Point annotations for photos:
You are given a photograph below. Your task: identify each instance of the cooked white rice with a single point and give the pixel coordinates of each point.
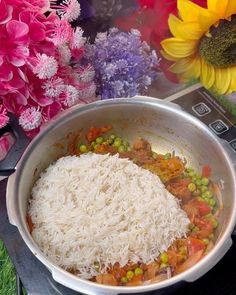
(100, 208)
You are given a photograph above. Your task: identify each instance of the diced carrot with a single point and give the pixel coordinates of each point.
(95, 132)
(191, 261)
(203, 208)
(206, 171)
(106, 279)
(194, 245)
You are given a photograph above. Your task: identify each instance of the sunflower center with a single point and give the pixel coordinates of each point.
(218, 48)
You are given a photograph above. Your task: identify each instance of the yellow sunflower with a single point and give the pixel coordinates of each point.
(203, 45)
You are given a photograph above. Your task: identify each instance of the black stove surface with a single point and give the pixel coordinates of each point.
(221, 280)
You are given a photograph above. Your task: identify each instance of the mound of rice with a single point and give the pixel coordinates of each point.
(101, 208)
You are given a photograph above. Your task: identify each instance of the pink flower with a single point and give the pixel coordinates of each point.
(4, 119)
(61, 33)
(6, 142)
(14, 43)
(70, 96)
(38, 52)
(5, 12)
(30, 119)
(68, 10)
(46, 66)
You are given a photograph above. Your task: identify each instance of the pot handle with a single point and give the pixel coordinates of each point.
(164, 102)
(193, 276)
(232, 156)
(8, 164)
(10, 201)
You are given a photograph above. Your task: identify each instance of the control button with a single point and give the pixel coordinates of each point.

## Your task
Copy every entry above word for word, leaving out the pictures.

## Problem solution
You are given a photograph below. Your task: identify each instance of the cooked white rice with a single point and give the pixel coordinates of each point.
(100, 208)
You are given a photograph above. Your task: identify each instance of the diced carrot with a single point and give the pixel coordinates of each point.
(95, 132)
(191, 261)
(203, 208)
(206, 171)
(106, 279)
(194, 245)
You are given a photograph above. Your task: identify each instance of the sunflower center with a single point and give the pixel coordinates of each point.
(218, 48)
You are given a photograph above. Your task: identify each instance of the yellow sunflower with a single point and give the pixel coordinates of each point.
(203, 45)
You are given a photograph above. Your task: identify each instance of the black stove surface with a single point and give the pixel coordinates of each point.
(221, 280)
You are given a photograph above. Your task: identify each instance of the mound of rice with a single point and give the pixel coordinates of each point.
(101, 208)
You are given a photograph above. Your task: identify each instance of the pink flower with a single point and give the pixel coordinates of each point.
(4, 119)
(61, 33)
(6, 142)
(14, 43)
(70, 96)
(38, 52)
(5, 12)
(30, 119)
(68, 10)
(46, 66)
You are given a photograph above. Your task: identify each instance of the pot handle with a single point and give the pixel coordinates of each point.
(164, 102)
(193, 276)
(232, 156)
(8, 164)
(10, 201)
You are given a photograph above. Your task: identify each instance of the control button with a single point and give the pixel coordinates of each point.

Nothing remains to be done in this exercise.